> _INSTRUCTION_
Extract every one of the entries below and reproduce each line verbatim.

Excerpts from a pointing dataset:
•••
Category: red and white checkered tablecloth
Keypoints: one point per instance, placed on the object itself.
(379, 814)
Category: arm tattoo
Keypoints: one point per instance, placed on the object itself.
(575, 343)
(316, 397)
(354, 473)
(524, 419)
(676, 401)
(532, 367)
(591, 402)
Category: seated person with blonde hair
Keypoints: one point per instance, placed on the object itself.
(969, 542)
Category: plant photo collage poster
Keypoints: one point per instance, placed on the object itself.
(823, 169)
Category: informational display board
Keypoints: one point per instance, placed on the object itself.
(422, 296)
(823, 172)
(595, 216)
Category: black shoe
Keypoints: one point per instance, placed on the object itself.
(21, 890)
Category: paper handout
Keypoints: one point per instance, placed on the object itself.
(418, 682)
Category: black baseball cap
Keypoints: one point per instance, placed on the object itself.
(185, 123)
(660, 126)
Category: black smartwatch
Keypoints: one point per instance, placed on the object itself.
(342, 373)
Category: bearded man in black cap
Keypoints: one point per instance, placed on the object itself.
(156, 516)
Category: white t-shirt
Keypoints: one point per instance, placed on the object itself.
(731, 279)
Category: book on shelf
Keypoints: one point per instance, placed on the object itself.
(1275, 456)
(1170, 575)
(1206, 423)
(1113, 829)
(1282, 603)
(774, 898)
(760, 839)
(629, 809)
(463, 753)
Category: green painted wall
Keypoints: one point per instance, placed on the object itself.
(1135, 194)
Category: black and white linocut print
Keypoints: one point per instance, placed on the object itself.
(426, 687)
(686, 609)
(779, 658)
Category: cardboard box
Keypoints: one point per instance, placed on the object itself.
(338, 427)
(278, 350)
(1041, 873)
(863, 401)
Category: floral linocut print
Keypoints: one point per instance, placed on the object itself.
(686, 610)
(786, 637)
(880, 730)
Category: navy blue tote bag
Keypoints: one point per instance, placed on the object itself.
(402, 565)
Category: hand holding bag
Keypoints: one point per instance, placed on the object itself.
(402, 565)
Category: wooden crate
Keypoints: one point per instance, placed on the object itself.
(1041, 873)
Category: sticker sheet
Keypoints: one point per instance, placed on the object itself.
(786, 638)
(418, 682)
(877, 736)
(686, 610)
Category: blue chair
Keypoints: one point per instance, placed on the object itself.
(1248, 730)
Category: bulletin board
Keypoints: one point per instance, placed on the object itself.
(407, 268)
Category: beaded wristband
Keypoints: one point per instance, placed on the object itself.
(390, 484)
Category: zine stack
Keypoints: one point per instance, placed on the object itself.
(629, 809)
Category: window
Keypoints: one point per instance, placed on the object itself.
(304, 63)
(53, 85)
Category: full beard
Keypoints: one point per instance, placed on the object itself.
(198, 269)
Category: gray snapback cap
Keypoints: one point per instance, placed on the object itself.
•••
> _ANSWER FOR THE TASK_
Category: red and white checkered tablecloth
Keypoints: one point per instance, placed on the object itself.
(379, 814)
Category: arm tattoo
Keypoints: one point per instance, placed on the object itself.
(575, 343)
(316, 397)
(354, 473)
(524, 419)
(676, 401)
(532, 367)
(591, 402)
Category: seated person with blonde hair
Keypoints: one point per instance, placed on the object itself.
(969, 542)
Category: plant photo collage poster
Keypoints: one point per instance, placed on the object itself.
(823, 169)
Category: informational display board
Keypoints: one point per instance, placed on the object itself.
(422, 296)
(823, 172)
(595, 216)
Category: black shoe
Keypoints: one point per instance, placed on the object itself.
(21, 890)
Category: paper handout
Keypoints: one point per instance, placed on the object itself.
(418, 682)
Category: black baseball cap
Keypoints: one point per instance, placed on the object itself.
(185, 123)
(660, 126)
Category: black smartwatch
Keypoints: one point per instance, placed on the object itself.
(342, 373)
Category: bearded man in black cap
Keypoints: one point per instance, placed on the object itself.
(156, 516)
Category: white t-shirt
Keypoints: one point per instance, placed on the object itself.
(731, 279)
Category: book on shelf
Keypoints: one point per instance, placed on the object itself.
(1275, 456)
(1170, 575)
(1206, 423)
(1113, 829)
(1282, 603)
(774, 898)
(760, 839)
(629, 809)
(463, 753)
Category: green painted wall
Keypoints: one point per instance, placed on the object itself.
(1135, 194)
Category: black and white linocut print
Keypoints: one point per instance, placed on the object itself.
(426, 687)
(686, 609)
(779, 658)
Category: cardboard box
Keypoints: one point per instance, placed on the object itself.
(338, 427)
(278, 350)
(1041, 873)
(863, 401)
Category: floral linocut print
Keypoints: one point per instance, placed on the object itself.
(686, 610)
(786, 637)
(880, 730)
Category: navy blue tote bag
Keypoints: one point per instance, placed on the object itself.
(402, 565)
Category: hand holding bag
Keypoints: one point per instance, placed on the object itself.
(402, 565)
Category: wooden crate
Keypoints: one point per instance, placed on the object itself.
(1041, 873)
Category: sticker sheet
Keypoints: one point per instance, placed on the object itself.
(786, 638)
(418, 682)
(877, 736)
(686, 610)
Category: blue chair
Keypoints: one point per instance, placed on the object itself.
(1248, 730)
Category: bulletin board
Keypoints: one point per instance, placed on the object itself.
(407, 268)
Category: beaded wristband
Keypoints: one point per instance, placed on the object itself.
(390, 484)
Category: zine stack
Keypoints: one point per instance, placed on the object itself.
(629, 809)
Category: window
Keypoints: one point per instance, placed on the object itself.
(304, 63)
(53, 85)
Category: full beard
Keypoints: one point per instance, placed on the object itself.
(198, 269)
Category: gray snapback cap
Keypoints: one point per instance, placed on the object itself.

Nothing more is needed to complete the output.